WORK REQUIRED >> Give every line of the records below again with "cascading waterfall" switched to "rocky waterfall" and all other text unchanged, omitting the pictures.

Items stored from a collection:
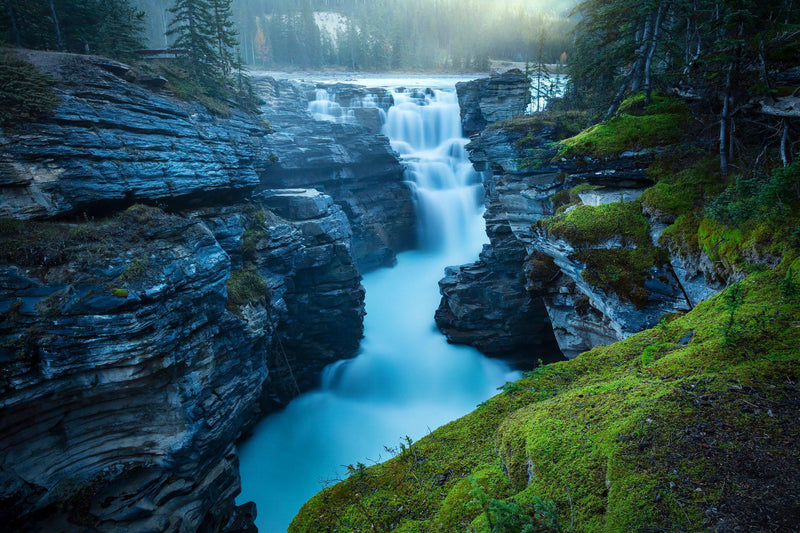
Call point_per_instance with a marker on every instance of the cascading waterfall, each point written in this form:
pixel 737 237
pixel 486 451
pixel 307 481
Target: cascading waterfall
pixel 406 379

RESULT BELOW >>
Call point_per_instance with a marker on every instance of the rocky waterfall, each point written in this form:
pixel 737 237
pixel 486 451
pixel 307 481
Target: rocky waterfall
pixel 406 379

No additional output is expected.